■ Consignes:
(1) D'après le texte sur la guerre de Vendée, quel roman de Hugo a cette guerre pour centre ?
(2) Écrivez la suite du texte sur la guerre de Vendée, en reprenant après sa dernière phrase.

■ Document:
┄┄┄┄┄┄

Cet essai d'Elisabeth de Fontenay s'intitule "Réflexion sur la Révolution française et la Vendée".
L'auteure, à travers de courts chapitres, revient sur la guerre de Vendée. Peu connue de notre histoire, il s'agit d'une période de guerre civile des débuts de la République, dans le foulée de la Révolution. Instrumentalisée par certains partis, mise au service d'une hostilité à l'idée de nation ou de république, elle a été gommée de l'histoire... mais ne pas l'assumer n'est certainement pas la solution. Cette guerre est au centre du roman Quatrevingt-Treize de Hugo - et cet ouvrage m'a donné envie de relire ce roman. Elisabeth de Fontenay convoque aussi Michelet, qui évoque aussi cet épisode sanglant dans son Histoire de la Révolution française.
Ce sont deux approches bien différentes, la première, par le roman, montre des personnages en proie à d'affreux dilemmes, entre affections et convictions.
"Ils s'affrontent parce que Gauvain n'a pas tout à fait sacrifié la grâce qui ne fait qu'un avec l'honneur et le pardon, alors que Cimourdain a choisi le culte de la justice et de la défense de la patrie en danger"
La seconde, dans l'essai historique, ne nie pas les crimes révolutionnaires mais se refuse à éprouver quoi que ce soit devant les massacres de la guerre civile - alors que d'autres crimes de la Terreur sont convoqués.

┄┄┄┄┄┄

■ Liste des entrées:
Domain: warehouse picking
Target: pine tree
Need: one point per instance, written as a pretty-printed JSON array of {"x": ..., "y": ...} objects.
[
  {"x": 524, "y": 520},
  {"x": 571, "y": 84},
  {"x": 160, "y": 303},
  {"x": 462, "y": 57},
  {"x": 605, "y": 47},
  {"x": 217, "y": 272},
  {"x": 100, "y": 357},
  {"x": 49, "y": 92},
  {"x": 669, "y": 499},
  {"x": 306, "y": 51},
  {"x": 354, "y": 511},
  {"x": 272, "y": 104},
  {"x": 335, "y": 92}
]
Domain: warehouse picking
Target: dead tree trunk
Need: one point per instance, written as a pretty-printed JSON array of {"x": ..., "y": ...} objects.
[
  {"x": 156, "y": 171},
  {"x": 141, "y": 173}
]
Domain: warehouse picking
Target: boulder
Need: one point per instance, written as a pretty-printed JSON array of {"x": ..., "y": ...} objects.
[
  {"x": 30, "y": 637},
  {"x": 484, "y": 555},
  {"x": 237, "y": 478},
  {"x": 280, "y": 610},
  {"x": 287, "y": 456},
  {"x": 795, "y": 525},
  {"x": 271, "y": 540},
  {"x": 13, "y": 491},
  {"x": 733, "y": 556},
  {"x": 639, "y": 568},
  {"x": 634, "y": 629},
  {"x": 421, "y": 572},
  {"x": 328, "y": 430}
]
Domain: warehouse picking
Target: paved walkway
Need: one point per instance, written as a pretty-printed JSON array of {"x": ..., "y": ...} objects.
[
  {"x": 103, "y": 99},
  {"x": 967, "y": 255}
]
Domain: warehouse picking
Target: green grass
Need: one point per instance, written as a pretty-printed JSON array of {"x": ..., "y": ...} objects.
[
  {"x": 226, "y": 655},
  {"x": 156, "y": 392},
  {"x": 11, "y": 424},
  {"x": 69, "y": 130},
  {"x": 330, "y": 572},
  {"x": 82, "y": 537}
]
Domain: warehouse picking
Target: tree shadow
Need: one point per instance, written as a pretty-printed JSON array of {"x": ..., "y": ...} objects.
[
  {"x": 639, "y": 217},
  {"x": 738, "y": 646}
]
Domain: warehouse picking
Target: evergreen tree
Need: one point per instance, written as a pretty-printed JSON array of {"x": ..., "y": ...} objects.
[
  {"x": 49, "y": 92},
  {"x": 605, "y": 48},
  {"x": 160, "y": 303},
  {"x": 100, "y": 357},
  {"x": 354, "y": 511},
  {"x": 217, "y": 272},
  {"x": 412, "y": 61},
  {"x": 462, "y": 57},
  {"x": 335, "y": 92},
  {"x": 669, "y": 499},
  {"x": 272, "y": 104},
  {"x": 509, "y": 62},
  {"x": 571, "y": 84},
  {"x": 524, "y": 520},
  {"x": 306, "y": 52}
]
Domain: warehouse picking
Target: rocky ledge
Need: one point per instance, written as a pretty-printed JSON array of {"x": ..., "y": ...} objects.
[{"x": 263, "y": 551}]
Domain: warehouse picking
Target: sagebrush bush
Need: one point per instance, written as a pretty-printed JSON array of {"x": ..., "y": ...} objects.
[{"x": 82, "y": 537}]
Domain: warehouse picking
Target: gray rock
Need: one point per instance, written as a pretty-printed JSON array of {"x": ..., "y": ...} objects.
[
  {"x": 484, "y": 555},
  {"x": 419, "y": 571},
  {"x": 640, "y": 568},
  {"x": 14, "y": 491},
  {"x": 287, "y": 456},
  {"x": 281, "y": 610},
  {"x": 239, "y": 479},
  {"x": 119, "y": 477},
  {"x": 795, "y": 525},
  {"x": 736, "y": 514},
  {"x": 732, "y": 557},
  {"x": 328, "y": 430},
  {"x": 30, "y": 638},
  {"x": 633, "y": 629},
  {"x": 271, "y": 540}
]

┄┄┄┄┄┄

■ Réponses par consigne:
(1) Quatrevingt-Treize

(2)
Ce qui l'interpelle dans cette seconde approche, c'est l'universalisme surplombant et destructeur, l'absolu qui impose sa vérité, nie la différence et devient intolérant. A travers cet ouvrage, on s'interroge avec elle sur l'universel et l'absolu bien sûr, mais aussi sur le sens de l'histoire. Peut-on du jour au lendemain changer les lois en vigueur et proposer un nouveau code ? L'auteur dénonce le constructivisme et le volontarisme des révolutions qui créent un homme nouveau à partir de nouvelles lois, en décapitant les modérés ou ceux qui doutent.
"Les grandes révolutions, la française et la russe, ont sacrifié des individus pour faire naitre des hommes régénérés. Même s'il faut le redire, tout est toujours déjà et toujours encore histoire, cette façon de décider que la politique doit engendrer, quel qu'en soit le prix, des hommes libres, égaux et heureux, révèle une volonté anthropogène qui, par sa radicalité, confisque l'émancipation"
Et aujourd'hui, où en sommes nous ? Comment peut-on continuer à avancer ensemble, sans céder aux sirènes du communautarisme ou de l'universalisme ?
"La nécessaire contextualisation des réalités passées n'implique aucunement de renoncer à juger, ni de céder en rien sur l'impératif catégorique, énoncé en 1785 par Kant, admirateur un peu plus tard de la Révolution française : "Agis de façon telle que tu traites l'humanité, aussi bien dans ta personne que dans tout autre, toujours en même temps comme fin, et jamais simplement comme moyen.""
"Les êtres humains sont devenus extrêmement sensibles au sang répandu et à l'humain bafoué au nom de principes qui, ayant en commun d'être plus universalistes qu'universels, ont pouvoir d'anéantir ces différences inassimilables qui persévèrent et éclatent au visage de l'Europe et de la République"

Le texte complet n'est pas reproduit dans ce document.